Background: Implantable cardioverter-defibrillators (ICDs) are effective for preventing sudden cardiac death (SCD) by delivering anti-tachycardic pacing (ATP) or shocks for ventricular tachycardia (VT) or fibrillation (VF) in at-risk patient populations. However, declining SCD rates due to improved medical therapy have led to many patients receiving ICDs without clear benefit. This underscores the need for better patient selection to avoid unnecessary implantations and related complications. Conventional stratification using clinical parameters remains limited. Recent advances in machine learning have enabled extraction of novel features from electrocardiograms (ECGs), offering new potential for individualized arrhythmia risk prediction. We aimed to assess whether targeted training on median beats using linear models could provide interpretable insights into latent electrocardiographic patterns associated with arrhythmic susceptibility.
Methods: A total of n=401 12-lead ECGs (338 unique patients presenting for ICD implantation for primary or secondary prevention, mean age 56±16 years, 76% male, 35% ischemic cardiomyopathy, 79% primary prevention) were included into this study. Each ECG met the following criteria: (1) the corresponding ICD implant date occurred within 30 days after the ECG recording and (2) follow-up data were available for a period exceeding two years. The clinical endpoint was appropriate ICD therapy with ATP or shock for sustained VT or VF (n=89 after a median follow-up period of 5 years). All signals were transformed into a median-beat representation using the Rlign algorithm, and the independent leads I, II, and V1-V6 were used to train a logistic regression model. Internal validation was performed using 5-fold stratified cross-validation (CV), reporting the area under the receiver operating characteristic curve (ROC-AUC), precision, recall, and F1-score. To prevent identity confounding, the CV was implemented at the patient level. For each ECG, the model produced an estimated event probability based on the CV predictions. These probabilities were subsequently dichotomized using a threshold of 0.5 and used as input for the Kaplan-Meier analysis and the log-rank test.

----------------------------------------

WHAT TO WORK ON ::
**A)** In the ICD study text above, which performance measures does the internal validation report? Give each one.
**B)** Rewrite the paragraph beginning "Background: Implantable cardioverter-defibrillators" from the ICD study text above in shorter form, keeping its main facts.

PROVIDED DATA ::

----------------------------------------

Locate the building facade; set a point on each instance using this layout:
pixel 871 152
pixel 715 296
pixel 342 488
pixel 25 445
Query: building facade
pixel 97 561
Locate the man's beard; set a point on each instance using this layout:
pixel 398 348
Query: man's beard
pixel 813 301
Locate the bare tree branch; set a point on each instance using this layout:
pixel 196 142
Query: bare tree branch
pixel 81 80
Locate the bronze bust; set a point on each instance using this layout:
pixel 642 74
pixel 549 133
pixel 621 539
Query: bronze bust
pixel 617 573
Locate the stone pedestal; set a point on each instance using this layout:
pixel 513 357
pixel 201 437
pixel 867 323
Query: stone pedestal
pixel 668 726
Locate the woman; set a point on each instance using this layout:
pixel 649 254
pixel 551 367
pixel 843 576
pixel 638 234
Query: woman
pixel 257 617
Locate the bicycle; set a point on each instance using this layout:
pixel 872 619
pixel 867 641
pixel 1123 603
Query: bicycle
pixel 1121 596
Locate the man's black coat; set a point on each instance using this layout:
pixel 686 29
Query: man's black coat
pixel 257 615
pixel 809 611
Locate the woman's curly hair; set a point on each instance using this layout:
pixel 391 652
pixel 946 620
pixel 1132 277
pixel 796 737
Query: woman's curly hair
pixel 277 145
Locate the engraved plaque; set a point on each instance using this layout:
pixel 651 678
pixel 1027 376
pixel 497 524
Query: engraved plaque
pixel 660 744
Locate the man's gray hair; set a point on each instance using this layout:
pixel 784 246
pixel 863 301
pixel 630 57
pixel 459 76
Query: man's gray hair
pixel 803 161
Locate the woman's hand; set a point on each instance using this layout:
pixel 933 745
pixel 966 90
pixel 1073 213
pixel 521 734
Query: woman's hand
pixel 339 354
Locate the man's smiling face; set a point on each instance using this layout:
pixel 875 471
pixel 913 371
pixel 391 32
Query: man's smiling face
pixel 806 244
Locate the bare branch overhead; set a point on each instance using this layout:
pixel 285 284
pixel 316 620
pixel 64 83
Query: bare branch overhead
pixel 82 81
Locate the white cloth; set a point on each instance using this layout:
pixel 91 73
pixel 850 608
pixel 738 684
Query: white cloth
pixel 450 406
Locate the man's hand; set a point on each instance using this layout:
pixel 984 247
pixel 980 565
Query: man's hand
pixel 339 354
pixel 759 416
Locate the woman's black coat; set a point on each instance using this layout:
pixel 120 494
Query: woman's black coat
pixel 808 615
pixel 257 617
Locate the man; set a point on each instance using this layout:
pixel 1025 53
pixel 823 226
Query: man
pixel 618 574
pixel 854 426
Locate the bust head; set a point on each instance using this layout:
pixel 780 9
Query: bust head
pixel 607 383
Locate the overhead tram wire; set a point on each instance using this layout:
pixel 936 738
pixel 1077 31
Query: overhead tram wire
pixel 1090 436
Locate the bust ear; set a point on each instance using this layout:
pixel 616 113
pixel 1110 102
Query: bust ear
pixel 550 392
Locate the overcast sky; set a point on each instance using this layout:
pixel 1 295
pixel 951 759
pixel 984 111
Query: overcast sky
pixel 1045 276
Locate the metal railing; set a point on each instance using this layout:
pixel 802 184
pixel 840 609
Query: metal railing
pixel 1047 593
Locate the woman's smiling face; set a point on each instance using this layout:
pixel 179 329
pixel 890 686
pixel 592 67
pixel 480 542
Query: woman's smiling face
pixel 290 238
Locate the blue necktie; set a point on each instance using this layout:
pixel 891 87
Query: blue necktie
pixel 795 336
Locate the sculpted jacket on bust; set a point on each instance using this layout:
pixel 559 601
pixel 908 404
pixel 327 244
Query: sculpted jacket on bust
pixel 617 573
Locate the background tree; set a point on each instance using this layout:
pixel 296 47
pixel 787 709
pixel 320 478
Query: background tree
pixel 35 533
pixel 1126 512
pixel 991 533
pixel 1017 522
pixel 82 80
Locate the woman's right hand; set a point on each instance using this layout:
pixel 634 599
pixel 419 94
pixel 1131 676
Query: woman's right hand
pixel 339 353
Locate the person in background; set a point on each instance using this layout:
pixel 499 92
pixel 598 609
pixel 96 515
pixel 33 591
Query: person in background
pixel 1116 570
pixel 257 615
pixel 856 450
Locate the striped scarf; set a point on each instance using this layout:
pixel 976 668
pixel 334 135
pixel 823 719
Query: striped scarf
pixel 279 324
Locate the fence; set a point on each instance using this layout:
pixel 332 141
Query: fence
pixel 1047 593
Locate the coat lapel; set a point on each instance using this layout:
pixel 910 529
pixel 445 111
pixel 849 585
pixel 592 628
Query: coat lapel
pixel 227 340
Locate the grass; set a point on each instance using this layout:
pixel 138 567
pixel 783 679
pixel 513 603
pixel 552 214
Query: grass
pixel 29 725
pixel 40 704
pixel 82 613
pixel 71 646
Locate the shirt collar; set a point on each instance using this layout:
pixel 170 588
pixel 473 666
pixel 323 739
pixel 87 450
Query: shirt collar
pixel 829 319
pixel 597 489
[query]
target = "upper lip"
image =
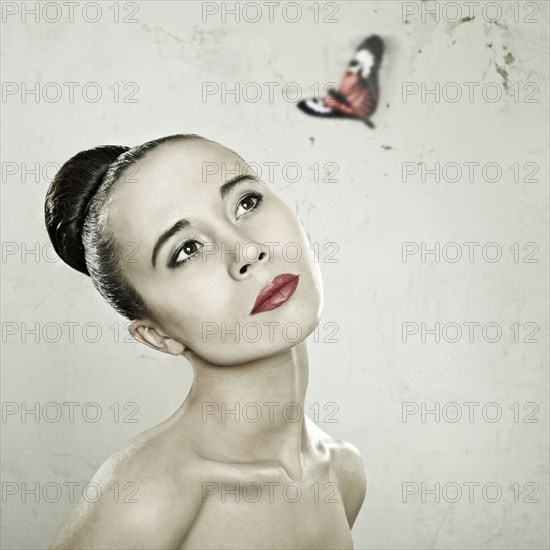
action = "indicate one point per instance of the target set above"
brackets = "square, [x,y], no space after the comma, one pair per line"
[272,287]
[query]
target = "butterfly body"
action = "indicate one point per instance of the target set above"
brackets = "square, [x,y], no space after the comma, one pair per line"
[358,93]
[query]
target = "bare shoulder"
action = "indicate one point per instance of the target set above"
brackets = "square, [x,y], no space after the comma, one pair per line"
[137,499]
[350,471]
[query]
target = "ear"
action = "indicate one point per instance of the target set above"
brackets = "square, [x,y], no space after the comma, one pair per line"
[155,338]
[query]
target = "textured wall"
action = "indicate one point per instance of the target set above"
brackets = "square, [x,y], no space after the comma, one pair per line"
[372,375]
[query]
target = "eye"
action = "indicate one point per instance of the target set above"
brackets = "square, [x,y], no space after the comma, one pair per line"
[247,203]
[185,252]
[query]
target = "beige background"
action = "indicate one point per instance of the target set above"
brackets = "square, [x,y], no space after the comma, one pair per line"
[369,212]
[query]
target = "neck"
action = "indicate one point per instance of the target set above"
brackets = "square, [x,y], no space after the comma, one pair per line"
[252,412]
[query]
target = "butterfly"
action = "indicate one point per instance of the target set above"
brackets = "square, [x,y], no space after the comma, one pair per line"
[358,93]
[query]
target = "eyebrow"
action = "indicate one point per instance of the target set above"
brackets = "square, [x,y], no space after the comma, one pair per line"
[225,189]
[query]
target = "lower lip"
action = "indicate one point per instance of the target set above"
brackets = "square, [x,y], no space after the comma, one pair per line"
[278,298]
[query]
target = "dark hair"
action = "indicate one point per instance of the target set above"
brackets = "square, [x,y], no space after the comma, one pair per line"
[77,219]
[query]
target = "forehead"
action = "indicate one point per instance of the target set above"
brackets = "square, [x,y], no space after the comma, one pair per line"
[175,180]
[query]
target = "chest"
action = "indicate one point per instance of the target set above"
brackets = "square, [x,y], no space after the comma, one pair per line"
[270,511]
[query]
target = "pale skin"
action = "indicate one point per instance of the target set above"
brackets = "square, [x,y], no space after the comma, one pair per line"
[205,478]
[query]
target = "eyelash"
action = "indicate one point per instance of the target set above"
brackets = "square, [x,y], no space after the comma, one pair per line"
[174,264]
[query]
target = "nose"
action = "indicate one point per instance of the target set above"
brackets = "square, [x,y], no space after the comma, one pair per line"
[245,258]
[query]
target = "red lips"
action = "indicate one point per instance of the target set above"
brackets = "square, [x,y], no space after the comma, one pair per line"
[275,293]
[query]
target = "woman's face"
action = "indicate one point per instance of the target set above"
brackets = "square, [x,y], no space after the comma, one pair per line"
[213,254]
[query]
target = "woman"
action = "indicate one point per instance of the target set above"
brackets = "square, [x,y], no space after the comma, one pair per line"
[182,238]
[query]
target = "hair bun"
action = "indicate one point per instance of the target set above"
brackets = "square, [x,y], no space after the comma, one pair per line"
[68,200]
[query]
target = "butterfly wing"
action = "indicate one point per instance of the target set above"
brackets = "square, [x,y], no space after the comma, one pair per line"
[358,93]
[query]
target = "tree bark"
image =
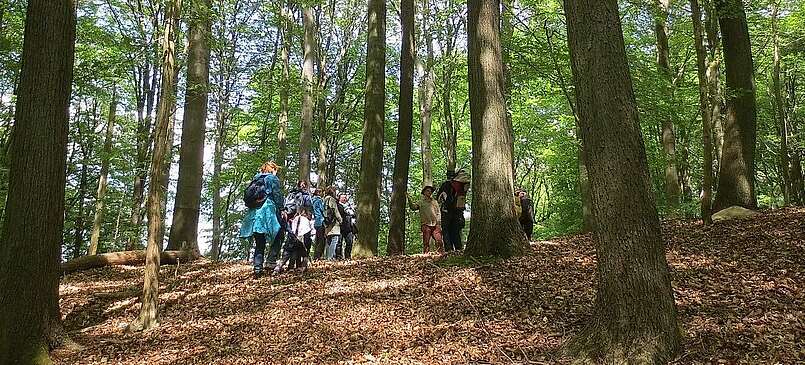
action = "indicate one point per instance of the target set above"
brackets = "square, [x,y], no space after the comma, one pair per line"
[187,206]
[426,90]
[80,223]
[402,156]
[736,176]
[148,317]
[104,175]
[34,219]
[307,100]
[282,131]
[779,108]
[672,187]
[494,227]
[634,316]
[124,258]
[797,181]
[704,109]
[374,118]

----------------------------------------

ANSWERS PER TASK ::
**A)**
- Area under the receiver operating characteristic curve (ROC-AUC)
- Precision
- Recall
- F1-score

**B)** ICDs prevent sudden cardiac death (SCD) in at-risk patients by delivering anti-tachycardic pacing or shocks for ventricular tachycardia or fibrillation. Because improved medical therapy has lowered SCD rates, many patients now receive ICDs without clear benefit. Better patient selection is therefore needed to avoid unnecessary implantations and their complications. Conventional stratification by clinical parameters remains limited. Machine learning can now extract novel ECG features for individualized arrhythmia risk prediction. The study assessed whether training linear models on median beats could give interpretable insight into latent ECG patterns linked to arrhythmic susceptibility.